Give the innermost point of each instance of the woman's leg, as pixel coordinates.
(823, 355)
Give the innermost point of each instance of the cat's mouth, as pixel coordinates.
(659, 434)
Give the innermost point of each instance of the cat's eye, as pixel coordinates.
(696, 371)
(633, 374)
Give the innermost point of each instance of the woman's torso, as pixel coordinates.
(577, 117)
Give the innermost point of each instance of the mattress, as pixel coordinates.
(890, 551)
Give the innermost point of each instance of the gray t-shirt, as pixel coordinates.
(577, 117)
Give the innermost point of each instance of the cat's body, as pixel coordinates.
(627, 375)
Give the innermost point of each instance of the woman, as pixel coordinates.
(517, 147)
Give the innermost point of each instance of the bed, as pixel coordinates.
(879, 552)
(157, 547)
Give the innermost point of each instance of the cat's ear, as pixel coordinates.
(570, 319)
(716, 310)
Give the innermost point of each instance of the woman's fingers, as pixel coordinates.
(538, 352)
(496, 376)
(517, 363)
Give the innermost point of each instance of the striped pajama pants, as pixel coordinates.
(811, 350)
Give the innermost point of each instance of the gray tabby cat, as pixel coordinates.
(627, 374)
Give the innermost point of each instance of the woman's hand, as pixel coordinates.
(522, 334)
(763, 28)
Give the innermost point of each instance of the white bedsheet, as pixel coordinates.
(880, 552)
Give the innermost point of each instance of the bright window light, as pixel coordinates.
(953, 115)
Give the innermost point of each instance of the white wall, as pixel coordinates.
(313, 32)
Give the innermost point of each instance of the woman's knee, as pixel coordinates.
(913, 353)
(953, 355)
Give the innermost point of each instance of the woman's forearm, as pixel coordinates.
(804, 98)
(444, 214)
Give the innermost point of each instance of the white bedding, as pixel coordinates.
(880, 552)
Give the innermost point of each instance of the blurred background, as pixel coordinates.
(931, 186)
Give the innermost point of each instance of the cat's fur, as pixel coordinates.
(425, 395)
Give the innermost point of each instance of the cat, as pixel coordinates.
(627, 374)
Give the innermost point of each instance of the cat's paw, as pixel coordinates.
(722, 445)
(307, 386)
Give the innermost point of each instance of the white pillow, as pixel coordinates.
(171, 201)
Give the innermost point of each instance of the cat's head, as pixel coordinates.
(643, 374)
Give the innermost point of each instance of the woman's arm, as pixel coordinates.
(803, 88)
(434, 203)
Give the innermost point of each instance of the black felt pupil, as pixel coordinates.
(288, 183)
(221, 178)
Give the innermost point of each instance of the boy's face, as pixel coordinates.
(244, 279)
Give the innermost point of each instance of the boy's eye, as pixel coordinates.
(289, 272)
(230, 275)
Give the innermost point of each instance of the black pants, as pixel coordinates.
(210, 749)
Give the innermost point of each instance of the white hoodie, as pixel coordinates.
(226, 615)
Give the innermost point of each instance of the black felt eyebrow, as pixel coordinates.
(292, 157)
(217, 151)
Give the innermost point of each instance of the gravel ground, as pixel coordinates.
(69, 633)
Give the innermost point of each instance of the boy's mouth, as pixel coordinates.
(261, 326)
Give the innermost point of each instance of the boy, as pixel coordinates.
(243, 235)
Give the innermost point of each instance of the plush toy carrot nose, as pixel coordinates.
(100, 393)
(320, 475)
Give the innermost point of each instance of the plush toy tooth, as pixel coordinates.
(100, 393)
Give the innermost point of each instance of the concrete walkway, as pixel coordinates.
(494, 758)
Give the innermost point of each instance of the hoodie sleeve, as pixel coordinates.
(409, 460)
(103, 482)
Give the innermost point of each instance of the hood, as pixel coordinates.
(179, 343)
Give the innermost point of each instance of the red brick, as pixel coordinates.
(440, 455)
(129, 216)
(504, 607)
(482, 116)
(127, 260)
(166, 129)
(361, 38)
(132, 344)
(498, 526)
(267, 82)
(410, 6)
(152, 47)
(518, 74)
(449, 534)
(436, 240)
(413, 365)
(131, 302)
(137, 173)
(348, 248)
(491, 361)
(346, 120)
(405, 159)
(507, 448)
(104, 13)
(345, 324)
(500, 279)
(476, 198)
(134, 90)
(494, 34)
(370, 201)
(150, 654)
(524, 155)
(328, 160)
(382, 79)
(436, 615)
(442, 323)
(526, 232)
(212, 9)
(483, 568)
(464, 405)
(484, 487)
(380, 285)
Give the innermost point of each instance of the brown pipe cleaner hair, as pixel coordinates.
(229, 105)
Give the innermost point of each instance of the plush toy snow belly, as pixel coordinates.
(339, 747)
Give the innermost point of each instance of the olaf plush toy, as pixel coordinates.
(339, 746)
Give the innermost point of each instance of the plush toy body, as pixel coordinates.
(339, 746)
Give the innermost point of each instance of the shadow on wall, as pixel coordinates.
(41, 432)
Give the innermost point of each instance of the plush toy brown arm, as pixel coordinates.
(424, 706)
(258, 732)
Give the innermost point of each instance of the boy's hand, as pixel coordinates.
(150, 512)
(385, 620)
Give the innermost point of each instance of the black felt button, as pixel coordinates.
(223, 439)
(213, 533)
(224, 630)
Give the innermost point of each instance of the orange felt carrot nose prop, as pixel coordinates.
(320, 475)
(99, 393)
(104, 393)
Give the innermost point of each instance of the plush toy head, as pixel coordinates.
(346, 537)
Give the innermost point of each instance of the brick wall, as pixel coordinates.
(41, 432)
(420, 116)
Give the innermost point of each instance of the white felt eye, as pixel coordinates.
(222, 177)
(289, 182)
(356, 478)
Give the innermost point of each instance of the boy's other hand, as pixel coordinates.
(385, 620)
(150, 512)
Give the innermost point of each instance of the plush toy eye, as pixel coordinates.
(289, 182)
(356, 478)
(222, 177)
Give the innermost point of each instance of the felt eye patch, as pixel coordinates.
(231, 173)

::::

Aim of the exercise =
Render every line of the entries above as a JSON array of strings, one string per line, omitting blank lines.

The completed task =
[
  "Give the innermost point of each instance of the woman's leg, as pixel coordinates.",
  "(823, 355)",
  "Give the innermost point of each instance of the cat's mouth, as pixel coordinates.",
  "(659, 434)",
  "Give the innermost point of each instance of the cat's eye, as pixel coordinates.",
  "(696, 371)",
  "(633, 374)",
  "Give the innermost point of each instance of the woman's torso, as pixel coordinates.",
  "(577, 117)",
  "Give the innermost point of each instance of the mattress, as pixel coordinates.",
  "(890, 551)",
  "Give the innermost point of each instance of the gray t-shirt, as pixel coordinates.",
  "(577, 117)",
  "Give the innermost point of each instance of the cat's body, as pixel coordinates.",
  "(627, 375)",
  "Give the innermost point of each instance of the woman, as pixel coordinates.",
  "(517, 147)",
  "Give the innermost point of each instance of the bed, as pixel coordinates.",
  "(879, 552)",
  "(157, 547)",
  "Give the innermost point of each instance of the cat's ear, as pixel coordinates.",
  "(570, 319)",
  "(716, 310)",
  "Give the innermost point of each instance of the woman's fingers, as pixel coordinates.",
  "(538, 352)",
  "(496, 376)",
  "(517, 363)",
  "Give the innermost point of each instance of the striped pajama pants, as pixel coordinates.",
  "(811, 350)",
  "Give the innermost point of each instance of the gray tabby cat, as pixel coordinates.",
  "(627, 374)",
  "Give the innermost point of each instance of the woman's hand, as pixel coordinates.",
  "(522, 334)",
  "(763, 28)",
  "Give the innermost point of each instance of the white bedsheet, as pixel coordinates.",
  "(880, 552)",
  "Give the innermost point of each instance of the bright window light, as pixel coordinates.",
  "(953, 115)",
  "Give the innermost point of each instance of the white wall, as pixel coordinates.",
  "(313, 32)",
  "Give the innermost point of each instance of the woman's knee, as pixel coordinates.",
  "(913, 353)",
  "(953, 355)",
  "Give the innermost point of each instance of the woman's forearm, as pixel coordinates.",
  "(804, 98)",
  "(444, 214)",
  "Give the innermost point of each instance of the white bedding, as pixel coordinates.",
  "(880, 552)",
  "Give the innermost point of each instance of the blurred background, as pixel coordinates.",
  "(931, 186)",
  "Give the innermost point of each instance of the cat's fur, as pixel coordinates.",
  "(425, 395)",
  "Give the innermost point of each instance of the cat, as pixel coordinates.",
  "(627, 374)",
  "Give the innermost point of each instance of the cat's paw, as pixel coordinates.",
  "(722, 445)",
  "(307, 386)",
  "Give the innermost point of each instance of the white pillow, as pixel coordinates.",
  "(171, 201)",
  "Give the innermost point of each instance of the cat's head, as pixel coordinates.",
  "(643, 374)",
  "Give the innermost point of each instance of the woman's arm, as pixel coordinates.",
  "(803, 88)",
  "(434, 203)",
  "Give the innermost point of each instance of the black felt pupil, as pixel coordinates.",
  "(288, 183)",
  "(221, 178)",
  "Give the innermost point of each instance of the boy's face, as pixel coordinates.",
  "(244, 279)",
  "Give the innermost point of each instance of the boy's eye, as pixel coordinates.",
  "(289, 272)",
  "(230, 275)",
  "Give the innermost point of each instance of the black pants, as pixel coordinates.",
  "(210, 749)",
  "Give the innermost point of each instance of the white hoodie, as pixel coordinates.",
  "(226, 615)",
  "Give the innermost point of each instance of the black felt eyebrow, as pixel coordinates.",
  "(292, 157)",
  "(217, 151)",
  "Give the innermost point of each instance of the gravel ground, as pixel coordinates.",
  "(69, 633)",
  "Give the innermost point of each instance of the boy's mouth, as pixel coordinates.",
  "(261, 326)",
  "Give the innermost point of each instance of the boy, as pixel coordinates.",
  "(243, 235)",
  "Give the innermost point of each instance of the plush toy carrot nose, as pixel coordinates.",
  "(100, 393)",
  "(320, 475)",
  "Give the innermost point of each instance of the plush toy tooth, as pixel coordinates.",
  "(100, 393)",
  "Give the innermost point of each instance of the concrete walkway, as pixel coordinates.",
  "(494, 758)",
  "Give the innermost point of each instance of the hoodie sleeve, as pixel coordinates.",
  "(409, 460)",
  "(103, 482)",
  "Give the innermost point of each instance of the hood, as pixel coordinates.",
  "(179, 343)",
  "Give the innermost point of each instance of the red brick, as pixel coordinates.",
  "(440, 455)",
  "(129, 216)",
  "(504, 607)",
  "(482, 116)",
  "(127, 260)",
  "(166, 129)",
  "(361, 38)",
  "(132, 344)",
  "(498, 526)",
  "(267, 82)",
  "(410, 6)",
  "(152, 47)",
  "(518, 74)",
  "(449, 534)",
  "(436, 240)",
  "(413, 365)",
  "(131, 302)",
  "(137, 173)",
  "(348, 248)",
  "(491, 361)",
  "(346, 120)",
  "(405, 159)",
  "(507, 448)",
  "(104, 13)",
  "(345, 324)",
  "(500, 279)",
  "(476, 198)",
  "(134, 90)",
  "(494, 34)",
  "(370, 201)",
  "(150, 654)",
  "(524, 155)",
  "(328, 160)",
  "(382, 79)",
  "(436, 615)",
  "(442, 323)",
  "(526, 232)",
  "(212, 9)",
  "(483, 568)",
  "(464, 405)",
  "(484, 487)",
  "(380, 285)",
  "Give the innermost point of each instance of the brown pipe cleaner hair, as pixel coordinates.",
  "(229, 105)",
  "Give the innermost point of each instance of the plush toy snow belly, as pixel coordinates.",
  "(339, 747)",
  "Give the innermost point of each instance of the olaf plush toy, as pixel coordinates.",
  "(339, 746)",
  "Give the innermost point of each instance of the plush toy body, as pixel coordinates.",
  "(339, 746)",
  "Give the innermost point of each instance of the shadow on wall, as pixel coordinates.",
  "(41, 432)",
  "Give the innermost point of each instance of the plush toy brown arm, as pixel coordinates.",
  "(424, 706)",
  "(258, 732)",
  "Give the innermost point of each instance of the boy's hand, as pixel coordinates.",
  "(150, 512)",
  "(385, 620)",
  "Give the innermost point of each instance of the black felt button, as pixel coordinates.",
  "(223, 439)",
  "(213, 533)",
  "(224, 630)",
  "Give the innermost point of each instance of the orange felt carrot nose prop, as pixel coordinates.",
  "(320, 475)",
  "(99, 393)",
  "(104, 393)",
  "Give the innermost point of each instance of the plush toy head, as pixel coordinates.",
  "(346, 537)",
  "Give the innermost point of each instance of the brick wall, as pixel coordinates.",
  "(41, 432)",
  "(420, 116)",
  "Give the innermost point of each instance of the white felt eye, as pixel coordinates.",
  "(222, 177)",
  "(289, 182)",
  "(356, 478)",
  "Give the innermost point of each instance of the boy's other hand, as pixel coordinates.",
  "(385, 620)",
  "(150, 512)",
  "Give the innermost point of each instance of the plush toy eye, as pixel coordinates.",
  "(289, 182)",
  "(356, 478)",
  "(222, 177)",
  "Give the innermost point of each instance of the felt eye patch, as pixel coordinates.",
  "(231, 173)"
]